● TAREAS A REALIZAR:
- 1) Enumere las etapas del aprendizaje que aparecen descritas con su nombre en el texto sobre la autoobservación.
- 2) Resuma de forma más breve el párrafo del texto sobre la autoobservación que comienza con «Cuando queremos hacer un cambio», conservando sus ideas principales.
- 3) Prosiga el texto sobre la autoobservación a partir de su última oración.

● FRAGMENTO SELECCIONADO:
********************

Autoobservación: ¿por dónde empiezo?
De todos los seres vivos, los humanos somos los únicos que tenemos la posibilidad de ser plenamente conscientes. Todas las formas de vida tienen su respectivo grado de conciencia gracias al cual interactúan con el entorno y consigo mismas, pero solo nosotros, los humanos, nos damos cuenta de que somos conscientes. Los sapiens sapiens (así nos hemos autodenominado) sabemos que sabemos, nos damos cuenta de que nos damos cuenta. Podemos decir o pensar cosas como: “¡Oh! ¡Mirá cómo me enoje!” o “¡Qué bien me estoy sintiendo”. Autoobservarnos es una posibilidad mágica, ya que nos abre las puertas a la interacción con nuestro mundo interior.
Cuando queremos hacer un cambio en nuestras actitudes es fundamental, en primera instancia, poder observarlas. Es muy difícil cambiar lo que no podemos ver. Si no te das cuenta de una determinada actitud, difícilmente puedas hacer algo para modificarla. Pero si te das cuenta ¡ya hiciste la parte más difícil! Tomar consciencia de que se necesita aprender algo es un paso fundamental en el proceso de aprendizaje.
Aprender tiene distintos pasos o etapas. Se pueden resumir en cinco:
- No sé que no sé: en esta etapa no somos conscientes de que no sabemos. Por ejemplo, una persona que sistemáticamente se queja y ni siquiera es consciente de que lo hace. Desconoce lo que le pasa y desconoce otras posibles variantes de conducta para transitar las situaciones. Hace lo que sabe hacer, no es capaz de hacer otra cosa ni parece querer cambiar su comportamiento.
- Sé que no sé: aquí sí que somos conscientes de que necesitamos aprender algo. Volviendo al ejemplo, nos damos cuenta de que usamos la queja como único recurso y nos proponemos cambiar esta actitud, lo que nos lleva a la siguiente etapa.
- Confusión: los conocimientos nuevos y los viejos conviven y pelean dentro de nosotros para salir al frente. En nuestro ejemplo nos encontraríamos arrepintiéndonos de alguna queja o haciendo un esfuerzo por decir algo alternativo cuando estamos por quejarnos.
- Sé que sé: en esta etapa ya podemos aplicar los conocimientos nuevos y somos conscientes de nuestra mejora, de nuestro aprendizaje. En el ejemplo de la queja, estaríamos conscientes de que ya no nos quejamos ante las situaciones que anteriormente nos molestaban, pudiéndonos sentir orgullosos de nuestro avance.

********************

● DATOS PROPORCIONADOS:
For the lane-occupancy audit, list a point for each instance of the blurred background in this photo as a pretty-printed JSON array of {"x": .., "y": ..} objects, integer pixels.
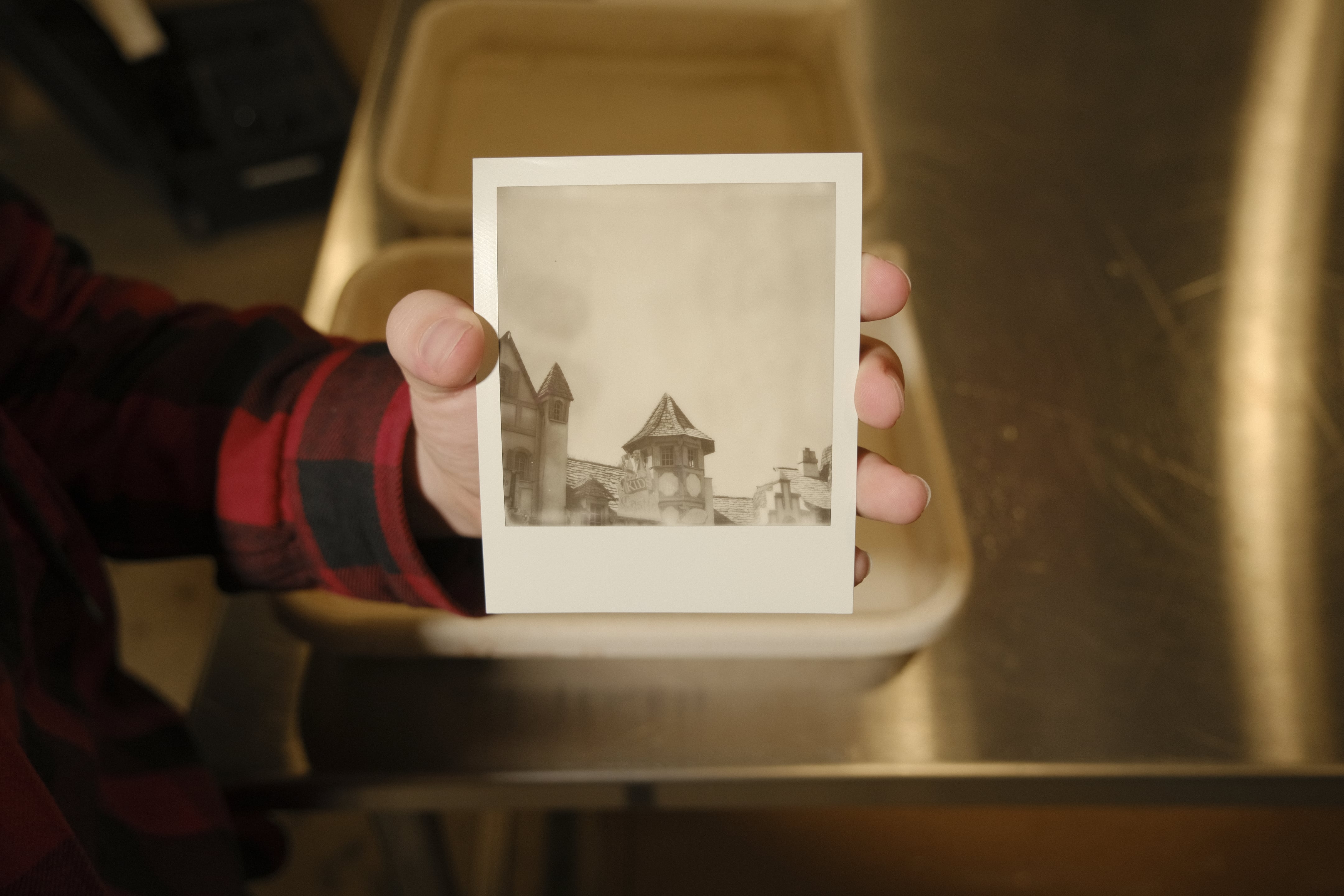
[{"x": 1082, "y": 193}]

********************

● RESPUESTAS:
- 1)
- No sé que no sé
- Sé que no sé
- Confusión
- Sé que sé

- 2) Para cambiar una actitud, primero es necesario observarla, porque es muy difícil modificar lo que no se ve. Darse cuenta de ella ya es la parte más difícil, y tomar consciencia de que se necesita aprender algo es un paso fundamental del aprendizaje.

- 3)
- No sé que sé: en esta etapa ya estamos totalmente automatizados en el aprendizaje nuevo y ni siquiera somos conscientes de que hacemos lo que hacemos. En nuestro ejemplo ya habríamos dejado de ser quejosos sin necesidad de esfuerzos y ni cuenta nos daríamos de que ya no nos quejamos.
Gracias al gran desarrollo que tiene nuestra corteza prefrontal (CPF) podemos transitar estas 5 etapas. El grado de activación y maduración de nuestra CPF determinará qué tan eficientemente pasaremos de una etapa a la otra.
El solo hecho de venir dotados de una CPF muy desarrollada no es garantía de saber usarla. Cualquier cerebro sano tiene el enorme potencial de desarrollar plenamente sus capacidades más elevadas desarrollando su CPF. Esta capacidad se ve enormemente condicionada por el entorno. Cuanto más amenazante sea el entorno, más difícil nos resultará pasar de modo “supervivencia” a modo “trascendencia”. A trascender se aprende. Algunos pocos son autodidactas, la mayoría necesitamos que nos enseñen, nos muestren el camino y nos inspiren con el ejemplo.
El principio talento - habilidad también se aplica al desarrollo de nuestra CPF y la consciencia: por más talento que tengas, si no lo ejercitás y desarrollás nunca tendrás la habilidad. Messi no es un buen jugador solo porque nació con un talento, sino porque hizo el esfuerzo de desarrollar su talento y de convertirlo en una gran habilidad. Todos nacemos con el “talento” de la consciencia, pero la habilidad de usarla y desarrollarla la alcanzan aquellos que deciden entrenarla.
Nuestra conciencia plena, nuestra habilidad de “darnos cuenta de”, se puede desarrollar. Y este desarrollo se ve afectado por un principio elemental al que podemos llamar “De afuera hacia adentro”: es más fácil darse cuenta de cómo está el clima (lo de afuera) que darnos cuenta de cómo nos estamos sintiendo (lo de adentro).
Nuestros 5 sentidos cuentan con exteroceptores que nos permiten decodificar la información externa y ponerla en el lenguaje de nuestras neuronas: el impulso nervioso. Y también cuentan con interoceptores que nos informan sobre nuestro mundo interior. Los exteroceptores tienen un umbral de excitación muy bajo, lo que hace que descarguen señales con mucha facilidad. Los interoceptores tienen un umbral de excitación más alto. El más leve ruido extraño o sombra inesperada captada por nuestros exteroceptores puede paralizarnos de miedo, pero para que una señal interoceptiva nos paralice necesitamos un estímulo más fuerte. Solemos acordarnos de nuestra salud cuando nos enfermamos, cuando nuestros interoceptores advierten sobre alguna gran anomalía.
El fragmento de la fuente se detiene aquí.